- _Reading text_
§ §
Toncic (2022: p. 14) described a critical theory of AI specifically for “schooling,” i.e., for the political and economic articulation of education in specific ways. Their “[c]ritical artificial intelligence theory advances the purposeful, interrogative analysis of [schools] through the hermeneutic lens of artificial intelligence technology by the meaningful investigation of reified social practices within institutional discourses consequently embedded within codified and commoditized algorithms” (Toncic, 2022: p. 15) . Toncic (2022: p. 13) argued for “a critical artificial intelligence theory as a valuable lens through which to examine institutions, particularly schools.” Thus, as we understand it, their critical AI theory is more about the particular context (e.g., schooling) in which it is used than the AI itself:

Unlike other critical traditions (e.g., critical race theory) that by-and-large have prioritized “who” and “where,” critical artificial intelligence theory focuses on how and what”…[T]he critical artificial intelligence theory outlined in this paper interprets how AI informs or is informed by social practices at the level of institutional discourse…Critical artificial intelligence theory advances the purposeful, interrogative analysis of social institutions, such as schools, through the hermeneutic lens of artificial intelligence technology by the meaningful investigation of reified social practices within institutional discourses consequently embedded within codified and commoditized algorithms ( Toncic, 2022: p. 15, emphasis added).

Importantly, Toncic (2022) approached AI as an intentional or unintentional tool for oppression (specifically, in schools), while we approach it as an oppressor itself.

7. Objectification

“Objectification” refers to the systematic treatment of a person as an object (i.e., a thing) rather than as a subject (i.e., a living being). The opposite of objectification is animism which imbues non-living things with a subjective (Hornborg, 2014: p. 123) . Objectification can take different forms. For example, according to Nussbaum (1995: p. 257) (see also Gruenfeld et al., 2008: p. 112) , a person is objectified if one or more of the following properties are applied to them: instrumentality (treating the person as a tool for another’s purposes); denial of autonomy (as lacking in autonomy or self-determination); inertness (as lacking in agency or activity); fungibility (as interchangeable with other persons); violability (as lacking in boundary integrity and violable, “as something that it is permissible to break up, smash, break into”); ownership (as though they can be owned, bought, or sold); and denial of subjectivity (as though there is no need for concern for their experiences or feelings). Weak AI engages in all of these forms of objectification.
§ §
Saved entries:
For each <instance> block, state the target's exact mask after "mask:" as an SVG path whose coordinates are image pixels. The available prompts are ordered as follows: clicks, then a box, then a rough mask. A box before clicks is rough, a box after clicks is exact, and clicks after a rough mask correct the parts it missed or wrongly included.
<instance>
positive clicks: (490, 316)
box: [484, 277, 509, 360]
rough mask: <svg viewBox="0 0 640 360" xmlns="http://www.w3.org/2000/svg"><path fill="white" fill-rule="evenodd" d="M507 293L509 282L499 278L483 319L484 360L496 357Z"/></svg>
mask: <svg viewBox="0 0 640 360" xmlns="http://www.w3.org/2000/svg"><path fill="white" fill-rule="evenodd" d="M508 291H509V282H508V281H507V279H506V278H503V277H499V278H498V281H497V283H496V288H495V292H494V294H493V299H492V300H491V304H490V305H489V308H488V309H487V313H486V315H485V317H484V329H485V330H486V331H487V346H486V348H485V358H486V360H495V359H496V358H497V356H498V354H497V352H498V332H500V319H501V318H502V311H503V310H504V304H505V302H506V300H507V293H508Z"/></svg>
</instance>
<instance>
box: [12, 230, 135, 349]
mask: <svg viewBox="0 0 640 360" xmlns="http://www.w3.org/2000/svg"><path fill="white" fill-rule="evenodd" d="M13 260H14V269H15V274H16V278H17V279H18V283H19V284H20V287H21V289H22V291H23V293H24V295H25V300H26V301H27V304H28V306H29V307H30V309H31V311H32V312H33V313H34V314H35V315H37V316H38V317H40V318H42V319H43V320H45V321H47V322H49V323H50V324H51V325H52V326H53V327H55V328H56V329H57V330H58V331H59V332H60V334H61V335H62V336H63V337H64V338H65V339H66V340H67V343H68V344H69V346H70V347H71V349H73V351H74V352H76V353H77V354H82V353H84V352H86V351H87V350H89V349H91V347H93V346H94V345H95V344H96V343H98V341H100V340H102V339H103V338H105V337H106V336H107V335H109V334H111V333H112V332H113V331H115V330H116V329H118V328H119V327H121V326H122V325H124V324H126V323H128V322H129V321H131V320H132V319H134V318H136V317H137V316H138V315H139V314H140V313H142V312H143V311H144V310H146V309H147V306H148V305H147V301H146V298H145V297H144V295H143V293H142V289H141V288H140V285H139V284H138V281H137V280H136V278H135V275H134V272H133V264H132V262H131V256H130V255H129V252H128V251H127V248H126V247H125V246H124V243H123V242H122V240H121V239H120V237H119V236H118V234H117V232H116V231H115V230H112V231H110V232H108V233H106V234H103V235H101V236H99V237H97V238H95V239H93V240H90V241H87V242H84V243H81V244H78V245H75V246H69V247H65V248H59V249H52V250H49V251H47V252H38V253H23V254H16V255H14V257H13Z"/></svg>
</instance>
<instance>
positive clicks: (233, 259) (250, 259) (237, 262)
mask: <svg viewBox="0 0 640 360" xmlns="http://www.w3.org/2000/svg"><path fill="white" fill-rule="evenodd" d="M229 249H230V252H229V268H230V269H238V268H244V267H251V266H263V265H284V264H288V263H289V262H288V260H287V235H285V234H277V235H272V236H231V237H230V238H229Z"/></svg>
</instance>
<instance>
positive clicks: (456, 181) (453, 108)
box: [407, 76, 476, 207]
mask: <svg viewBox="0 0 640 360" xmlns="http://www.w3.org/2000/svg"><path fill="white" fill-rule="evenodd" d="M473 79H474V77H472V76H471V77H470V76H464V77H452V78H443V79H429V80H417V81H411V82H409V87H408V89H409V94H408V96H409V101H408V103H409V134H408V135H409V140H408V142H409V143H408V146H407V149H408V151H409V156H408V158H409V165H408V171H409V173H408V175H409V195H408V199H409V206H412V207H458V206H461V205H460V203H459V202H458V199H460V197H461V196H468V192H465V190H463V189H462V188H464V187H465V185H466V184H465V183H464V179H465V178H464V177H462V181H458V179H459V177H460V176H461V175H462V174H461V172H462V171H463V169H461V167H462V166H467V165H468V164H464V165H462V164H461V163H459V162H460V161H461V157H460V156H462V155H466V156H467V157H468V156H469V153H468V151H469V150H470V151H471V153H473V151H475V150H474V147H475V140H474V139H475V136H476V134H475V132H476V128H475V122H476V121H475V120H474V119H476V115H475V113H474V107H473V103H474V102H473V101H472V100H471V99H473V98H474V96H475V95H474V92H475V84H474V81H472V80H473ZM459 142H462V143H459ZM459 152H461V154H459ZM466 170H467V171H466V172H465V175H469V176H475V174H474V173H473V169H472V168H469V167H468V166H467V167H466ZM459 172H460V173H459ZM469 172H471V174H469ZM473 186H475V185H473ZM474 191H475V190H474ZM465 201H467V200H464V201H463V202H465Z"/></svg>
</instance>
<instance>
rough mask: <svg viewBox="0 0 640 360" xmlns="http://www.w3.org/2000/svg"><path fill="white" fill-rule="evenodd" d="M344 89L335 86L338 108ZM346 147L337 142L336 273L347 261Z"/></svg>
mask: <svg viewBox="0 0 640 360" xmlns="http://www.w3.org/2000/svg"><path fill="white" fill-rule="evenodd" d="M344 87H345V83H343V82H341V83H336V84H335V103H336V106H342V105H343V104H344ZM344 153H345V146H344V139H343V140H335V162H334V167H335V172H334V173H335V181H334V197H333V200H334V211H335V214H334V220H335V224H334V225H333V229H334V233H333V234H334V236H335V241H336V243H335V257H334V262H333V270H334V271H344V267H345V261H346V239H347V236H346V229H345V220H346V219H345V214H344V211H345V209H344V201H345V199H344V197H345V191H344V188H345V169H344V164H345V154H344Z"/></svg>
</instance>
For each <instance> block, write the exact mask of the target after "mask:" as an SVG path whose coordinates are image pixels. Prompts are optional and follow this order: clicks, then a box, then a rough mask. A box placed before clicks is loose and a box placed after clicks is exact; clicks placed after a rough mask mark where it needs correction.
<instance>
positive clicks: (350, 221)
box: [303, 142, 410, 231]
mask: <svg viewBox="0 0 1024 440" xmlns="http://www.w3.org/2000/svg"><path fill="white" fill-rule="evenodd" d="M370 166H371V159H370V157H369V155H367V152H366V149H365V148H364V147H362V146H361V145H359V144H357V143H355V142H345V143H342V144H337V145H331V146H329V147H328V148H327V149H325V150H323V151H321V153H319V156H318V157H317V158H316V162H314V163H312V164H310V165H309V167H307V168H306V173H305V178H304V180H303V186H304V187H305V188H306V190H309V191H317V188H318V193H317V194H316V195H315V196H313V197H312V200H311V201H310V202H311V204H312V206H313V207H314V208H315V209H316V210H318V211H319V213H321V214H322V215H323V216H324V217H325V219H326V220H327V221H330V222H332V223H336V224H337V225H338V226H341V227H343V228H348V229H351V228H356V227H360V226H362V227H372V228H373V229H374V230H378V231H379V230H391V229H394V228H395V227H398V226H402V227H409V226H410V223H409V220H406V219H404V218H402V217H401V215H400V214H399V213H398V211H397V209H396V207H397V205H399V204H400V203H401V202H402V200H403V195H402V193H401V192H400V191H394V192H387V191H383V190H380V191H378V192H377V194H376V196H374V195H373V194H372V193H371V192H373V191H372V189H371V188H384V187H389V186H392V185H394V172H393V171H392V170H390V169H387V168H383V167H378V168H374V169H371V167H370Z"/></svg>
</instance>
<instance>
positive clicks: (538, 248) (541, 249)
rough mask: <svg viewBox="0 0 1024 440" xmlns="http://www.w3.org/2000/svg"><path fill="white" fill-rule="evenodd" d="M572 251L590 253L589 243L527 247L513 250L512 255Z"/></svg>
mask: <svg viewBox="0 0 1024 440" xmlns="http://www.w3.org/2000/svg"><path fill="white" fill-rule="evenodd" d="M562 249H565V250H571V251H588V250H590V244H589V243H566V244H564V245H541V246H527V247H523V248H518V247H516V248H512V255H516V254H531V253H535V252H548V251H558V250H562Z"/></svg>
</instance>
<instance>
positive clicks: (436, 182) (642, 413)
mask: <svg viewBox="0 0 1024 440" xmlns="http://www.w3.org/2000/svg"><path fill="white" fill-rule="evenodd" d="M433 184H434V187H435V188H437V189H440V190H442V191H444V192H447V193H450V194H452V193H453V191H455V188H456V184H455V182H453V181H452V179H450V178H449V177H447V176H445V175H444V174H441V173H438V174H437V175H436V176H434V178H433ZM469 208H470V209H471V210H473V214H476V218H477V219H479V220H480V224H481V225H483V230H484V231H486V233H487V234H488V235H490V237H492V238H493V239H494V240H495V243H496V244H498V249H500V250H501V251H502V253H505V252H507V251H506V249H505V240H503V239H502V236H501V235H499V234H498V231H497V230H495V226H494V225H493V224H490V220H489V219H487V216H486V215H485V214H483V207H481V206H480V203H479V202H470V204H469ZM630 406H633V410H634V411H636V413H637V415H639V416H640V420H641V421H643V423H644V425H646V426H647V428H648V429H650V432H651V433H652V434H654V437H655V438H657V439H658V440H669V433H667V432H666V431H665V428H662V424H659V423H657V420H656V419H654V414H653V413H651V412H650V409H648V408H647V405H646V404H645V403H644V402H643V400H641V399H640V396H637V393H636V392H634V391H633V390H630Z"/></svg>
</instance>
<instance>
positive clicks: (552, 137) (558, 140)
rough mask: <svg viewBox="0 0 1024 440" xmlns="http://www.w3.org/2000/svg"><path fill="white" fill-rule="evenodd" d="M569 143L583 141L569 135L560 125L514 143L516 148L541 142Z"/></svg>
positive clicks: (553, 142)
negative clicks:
§ §
- _Directions_
A – Reproduce the part of the excerpt on critical AI theory between "Importantly, Toncic (2022)" and "an oppressor itself.", inclusive.
B – Count the lines of the records that contain the string "positive", and reply with the number alone.
The text and the records have no connection to each other.

- _Answers per task_
A –
Importantly, Toncic (2022) approached AI as an intentional or unintentional tool for oppression (specifically, in schools), while we approach it as an oppressor itself.

B – 8